READING TEXT below:

Nigerian real estate developer and youth empowerment advocate

Ayobami Akindipe is a Nigerian real estate developer and entrepreneur. He is the founder and chief executive officer of Ace Real Estate Development Ltd, a real estate development company operating in Nigeria, Rwanda, and South Africa.

==Early life and career==
Ayobami Oluwanifemi Akindipe was born on 27 August 1997 to Nigerian parents and hails from Owo, Ondo State. He completed his primary and secondary education in Lagos State and later studied law at Kogi State University.

Akindipe began working at the age of 13, as a bricklayer. He later transitioned into sales and became a licensed real estate agent by the age of 21.

In 2019, he set up Ace Real Estate Development Ltd, a real estate development and management company. The company has delivered over 120 housing units and operates in Nigeria, Rwanda, and South Africa.

In 2022, Akindipe set up ACE Academy, a free empowerment initiative focused on equipping underserved Nigerian youth with real estate, sales, and entrepreneurial skills. Since its inception, the Academy has trained and mentored over 25,000 young people, many of whom have gone on to earn income, close property deals, and start their own businesses.

In 2025, he was named a Forbes Africa 30 Under 30 honoree for his contributions to real estate development, youth empowerment, and economic inclusion across Africa.

End of READING TEXT.
DATA BELOW below:

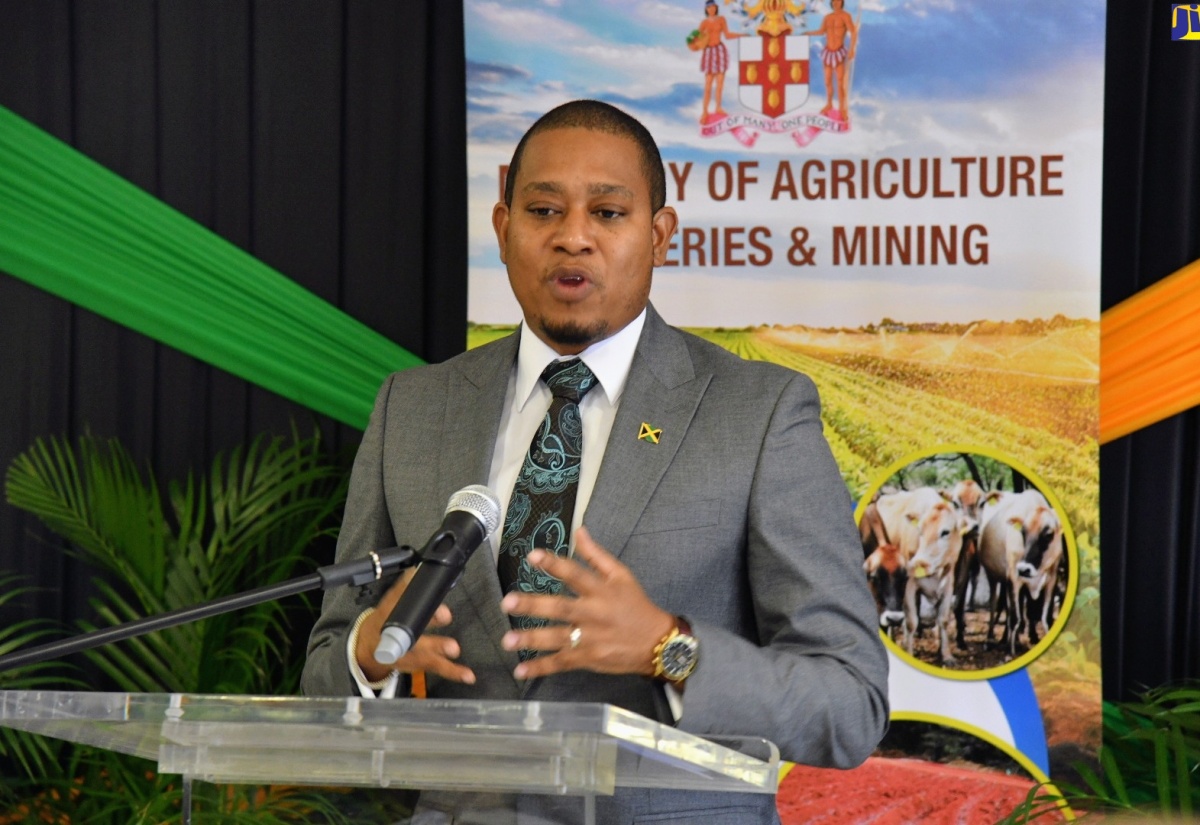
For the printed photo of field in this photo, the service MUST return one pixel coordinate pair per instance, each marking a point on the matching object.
(1027, 390)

End of DATA BELOW.

# [REQUIRED ACTION 1]
Repeat the portion of the Akindipe biography that begins at the words "In 2025, he" and stops after the words "inclusion across Africa.".
# [REQUIRED ACTION 2]
Extend the Akindipe biography past its final sentence.

# [RESPONSE BOX 1]
In 2025, he was named a Forbes Africa 30 Under 30 honoree for his contributions to real estate development, youth empowerment, and economic inclusion across Africa.

# [RESPONSE BOX 2]
==Awards and recognition==

- (2021) Excellence and Integrity Award – Nelson Mandela Leadership Awards.
- (2021) Icon of Societal Transformation Award – National Association of University Students.
- (2021) Golden Role Model Award – Nigeria Youth Advocacy for Good Governance Initiative.
- (2021) Special Gold Award – Chartered Institute of Public Resources Management and Politics, Ghana.
- (2021) Young Entrepreneur of the Year – Young Entrepreneurs International Summit.
- (2023) Real Estate Developer of the Year – The Daily Sun recognition.
- (2023) Top 7 Real Estate Players – City People Magazine feature.
- (2024) Young Real Estate Person of the Year – Awarded for outstanding leadership and sectoral impact by Thinkmint Nigeria.
- (2025) Forbes 30 Under 30 – Named among Africa’s most impactful young leaders by Forbes Africa.
- (2025) Cover Star – TTYBrand Africa Magazine – Featured as a visionary leader on the cover of TTYBrand Africa.